Can you copy out the records below, substituting "location" for each "position" and leaving everything else unchanged?

-------------------------

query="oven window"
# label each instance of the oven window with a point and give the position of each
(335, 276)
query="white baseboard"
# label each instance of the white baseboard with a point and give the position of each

-------------------------

▶ [ANSWER FOR THE TASK]:
query="oven window"
# label each instance of the oven window with a point and give the location of each
(335, 276)
query="white baseboard"
# label each instance of the white baseboard with a point and give the location of each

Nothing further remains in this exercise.